TAREFA A REALIZAR: Dê seguimento ao texto sobre o direito da PSP ao Estandarte Nacional, a partir do ponto em que termina.

TEXTO FORNECIDO:
- - - - -
Pediu-me ainda que distribuisse os seus comentários a todos aqueles a quem distribuí o escrito - o que agora faço - acrescentando naturalmente, uma pequena réplica de esclarecimento, o que não fere a lisura de qualquer procedimento.
Trata-se apenas de discussão de ideias ou de pontos de vista diferente que não parecem esconder qualquer acrimónia.
Cumpts
BF
Caríssimo!
Como
sempre, leio com atenção os escritos que tens a gentileza de me enviar.
Genericamente, concordo com a maior parte do que dissertas, mas no caso
do presente artigo, não ficaria de bem comigo se não fizesse também
alguns "reparos".
É que, apesar da minha formação militar, prestei serviço na PSP durante 22 anos...
Seguindo
a tua redacção "não deveria ter direito a Estandarte Nacional". Onde é
que está escrito que o Estandarte Nacional é exclusivo dos militares? Ou
são os militares (alguns) que se arrogam essa exclusividade, sem
suporte legal?
Porque não deve o Estado dar a uma força de segurança o direito a Estandarte Nacional?
Da Lei Orgânica da PSP (Lei 53/2007 de 31 de Agosto:
"A Polícia de Segurança de Segurança Pública, adiante designada por PSP, é uma força de segurança, uniformizada e armada, com natureza de serviço público e dotada de autonomia administrativa...
"A Polícia de Segurança de Segurança Pública, adiante designada por PSP, é uma força de segurança, uniformizada e armada, com natureza de serviço público e dotada de autonomia administrativa...
...
- - - - -
REGISTOS DE DADOS:

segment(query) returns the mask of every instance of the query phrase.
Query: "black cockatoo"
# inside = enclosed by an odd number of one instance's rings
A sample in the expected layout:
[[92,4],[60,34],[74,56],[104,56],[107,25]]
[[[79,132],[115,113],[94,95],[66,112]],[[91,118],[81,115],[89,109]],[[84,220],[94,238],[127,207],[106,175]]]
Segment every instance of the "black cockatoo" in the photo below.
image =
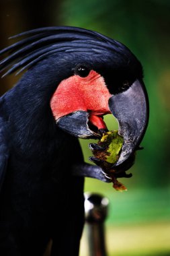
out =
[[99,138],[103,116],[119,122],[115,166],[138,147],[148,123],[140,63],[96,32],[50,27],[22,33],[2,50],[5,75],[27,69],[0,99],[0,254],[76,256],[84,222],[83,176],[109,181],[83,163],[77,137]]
- - - - -
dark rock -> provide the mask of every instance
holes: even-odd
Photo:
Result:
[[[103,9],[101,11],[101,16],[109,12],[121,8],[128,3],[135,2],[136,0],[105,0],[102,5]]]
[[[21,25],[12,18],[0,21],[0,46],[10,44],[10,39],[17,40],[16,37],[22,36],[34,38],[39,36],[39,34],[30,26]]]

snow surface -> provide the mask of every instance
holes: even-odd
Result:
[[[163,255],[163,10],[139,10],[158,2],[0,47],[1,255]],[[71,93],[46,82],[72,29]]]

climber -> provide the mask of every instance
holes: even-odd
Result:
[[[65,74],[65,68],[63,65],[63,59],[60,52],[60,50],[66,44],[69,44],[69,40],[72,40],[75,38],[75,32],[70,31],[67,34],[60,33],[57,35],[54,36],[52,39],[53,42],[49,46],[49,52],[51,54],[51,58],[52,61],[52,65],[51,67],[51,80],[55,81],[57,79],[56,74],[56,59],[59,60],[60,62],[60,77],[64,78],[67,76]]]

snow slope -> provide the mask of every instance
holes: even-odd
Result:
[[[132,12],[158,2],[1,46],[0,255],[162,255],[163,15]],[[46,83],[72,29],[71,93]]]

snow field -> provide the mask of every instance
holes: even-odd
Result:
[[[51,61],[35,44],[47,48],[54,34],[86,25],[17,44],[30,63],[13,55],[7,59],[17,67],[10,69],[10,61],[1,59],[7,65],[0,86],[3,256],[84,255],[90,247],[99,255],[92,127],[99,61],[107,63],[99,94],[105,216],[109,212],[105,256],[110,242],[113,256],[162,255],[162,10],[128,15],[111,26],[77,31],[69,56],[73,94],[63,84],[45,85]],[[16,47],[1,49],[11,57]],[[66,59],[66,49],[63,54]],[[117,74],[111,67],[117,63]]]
- - - - -
RESPOSTA ESCRITA:
A PSP e as suas unidades de polícia, incluindo as unidades constituídas
para actuar fora do território nacional, e os estabelecimentos de
ensino policial, têm direito ao uso do estandarte nacional.
1 – A PSP tem direito a brasão de armas, bandeira heráldica, hino e selo branco.
2
– A Direcção Nacional, as unidades de polícia e os estabelecimentos de
ensino têm direito a brasão de armas, bandeiras heráldicas e selo
branco."
A
Lei Orgãnica das Forças Armadas (Lei 6/2014 de 1 de Setembro) nada diz
sobre direito a uso de Estandarte Nacional, tão pouco o decreto-lei que
estabelece a orgânica do Exército (DL 186/2014 de 29 de Dezembro). A
única referência que vi a símbolos foi no artigo 29º do referido DL,
"O
Exército tem brasão de armas, bandeira heráldica e hino e as suas
unidades, estabelecimentos e demais órgãos têm brasão de armas e
bandeira heráldica."
Não
contesto, nem me passa pela cabeça, que as Forças Armadas não tenham
Estandarte Nacional, mas onde era, para mim, suposto encontrar a
referência a esse direito, não a encontrei. Talvez me possas
esclarecer...
Também
me poderás esclarecer porque é que os estabelecimentos de ensino básico
e secundário sob a tutela do Exército (CM e IMPE), que também não vi
contemplados na legislação supra, têm direito a Estandarte Nacional, uma
vez que não são estabelecimentos de ensino militar e apenas
frequentados por civis.
"...uso de espada, específicos dos militares"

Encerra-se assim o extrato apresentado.